▶ [WORK REQUIRED]
Rewrite the whole listing below, swapping every "pixel coordinates" for "image coordinates" and keeping all else the same. Omit the pictures from your answer.

-------- RAW RECORDS --------

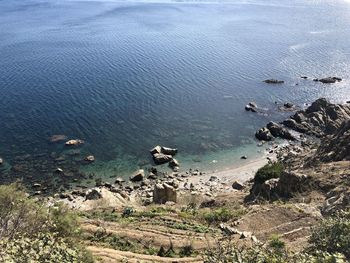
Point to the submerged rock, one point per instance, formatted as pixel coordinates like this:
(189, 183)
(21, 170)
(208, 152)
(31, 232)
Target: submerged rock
(138, 176)
(58, 138)
(160, 158)
(89, 158)
(330, 80)
(169, 151)
(278, 131)
(74, 142)
(251, 106)
(156, 149)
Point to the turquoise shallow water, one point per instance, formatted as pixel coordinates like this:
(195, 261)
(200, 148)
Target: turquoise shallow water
(127, 75)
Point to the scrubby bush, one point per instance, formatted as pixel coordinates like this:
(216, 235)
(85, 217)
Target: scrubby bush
(226, 252)
(269, 171)
(332, 234)
(30, 231)
(276, 243)
(218, 215)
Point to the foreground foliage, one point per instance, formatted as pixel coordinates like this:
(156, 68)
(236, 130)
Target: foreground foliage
(329, 243)
(32, 232)
(333, 234)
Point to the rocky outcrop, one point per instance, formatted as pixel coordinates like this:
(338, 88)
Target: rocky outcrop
(320, 119)
(163, 193)
(336, 147)
(89, 159)
(138, 176)
(93, 194)
(160, 158)
(264, 134)
(251, 106)
(329, 80)
(74, 142)
(273, 130)
(278, 131)
(162, 154)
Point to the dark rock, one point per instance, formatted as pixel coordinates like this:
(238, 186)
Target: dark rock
(264, 134)
(278, 131)
(330, 80)
(93, 194)
(160, 158)
(137, 176)
(119, 180)
(288, 105)
(169, 151)
(174, 163)
(89, 158)
(156, 149)
(74, 142)
(273, 81)
(163, 193)
(237, 185)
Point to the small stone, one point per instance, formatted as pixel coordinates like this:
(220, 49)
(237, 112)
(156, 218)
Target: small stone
(137, 176)
(59, 170)
(93, 194)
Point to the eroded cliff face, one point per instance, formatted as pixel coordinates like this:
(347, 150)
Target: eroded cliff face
(320, 168)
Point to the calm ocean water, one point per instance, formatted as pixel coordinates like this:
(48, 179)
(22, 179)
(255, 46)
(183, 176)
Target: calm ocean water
(127, 75)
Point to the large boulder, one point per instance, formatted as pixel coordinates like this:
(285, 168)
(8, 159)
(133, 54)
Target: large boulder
(138, 176)
(163, 193)
(74, 142)
(174, 163)
(160, 158)
(264, 134)
(278, 131)
(169, 151)
(330, 80)
(93, 194)
(320, 119)
(156, 149)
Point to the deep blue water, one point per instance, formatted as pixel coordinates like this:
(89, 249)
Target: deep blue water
(125, 76)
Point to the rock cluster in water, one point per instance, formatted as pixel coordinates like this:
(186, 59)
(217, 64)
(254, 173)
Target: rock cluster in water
(163, 155)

--------

▶ [OUTPUT OF THE EXERCISE]
Point to the submerged rock, one point per instance, formatted as image coordinates like this:
(189, 183)
(21, 170)
(208, 152)
(31, 232)
Target: submerged rock
(138, 176)
(58, 138)
(160, 158)
(89, 158)
(330, 80)
(169, 151)
(278, 131)
(74, 142)
(251, 106)
(156, 149)
Point to the turquoise shallow water, one point per instance, formatted as image coordinates like this:
(195, 261)
(200, 148)
Target: turquoise shallow water
(127, 75)
Point to the scrubby bush, one point per instance, formatted as image coordinates like this:
(216, 235)
(85, 217)
Target: scrubby bush
(226, 252)
(269, 171)
(332, 234)
(30, 231)
(276, 243)
(218, 215)
Point to the foreground foliage, one point per instance, formatted as image coordinates like this:
(156, 68)
(236, 130)
Target: foreground foliage
(329, 243)
(32, 232)
(333, 234)
Point to the rocky outcrop, one point per instance, formatted as image coordinates like this:
(338, 88)
Target: rocky outcrop
(320, 119)
(163, 193)
(336, 147)
(89, 159)
(138, 176)
(93, 194)
(160, 158)
(264, 134)
(251, 106)
(329, 80)
(74, 142)
(273, 130)
(278, 131)
(162, 154)
Point to the dark rock, one point per instance, formatted as image coordinates like this:
(238, 186)
Target: dark rock
(264, 134)
(278, 131)
(330, 80)
(93, 194)
(160, 158)
(137, 176)
(119, 180)
(288, 105)
(169, 151)
(174, 163)
(89, 158)
(156, 149)
(74, 142)
(273, 81)
(163, 193)
(237, 185)
Point to the small stone, one point per instance, formatted as image coordinates like this:
(220, 49)
(237, 112)
(156, 218)
Target: small stone
(137, 176)
(59, 170)
(93, 194)
Point to the eroded cliff face, one point per instance, formatted as image coordinates like this:
(347, 150)
Target: eroded cliff face
(320, 168)
Point to the calm ocean water, one point per instance, formatted as image coordinates like this:
(48, 179)
(22, 179)
(255, 46)
(183, 176)
Target: calm ocean water
(127, 75)
Point to the large boulder, one point per instance, formatted as image coordinates like this:
(285, 168)
(8, 159)
(133, 54)
Target: large boulder
(138, 176)
(163, 193)
(74, 142)
(174, 163)
(160, 158)
(264, 134)
(278, 131)
(169, 151)
(330, 80)
(93, 194)
(320, 119)
(156, 149)
Point to the deep blue water, one point per instance, formatted as image coordinates like this:
(89, 249)
Target: deep blue water
(125, 76)
Point to the rock cluster in water, one point per instance, formatted as image coordinates like this:
(186, 59)
(217, 64)
(254, 173)
Target: rock cluster in water
(163, 155)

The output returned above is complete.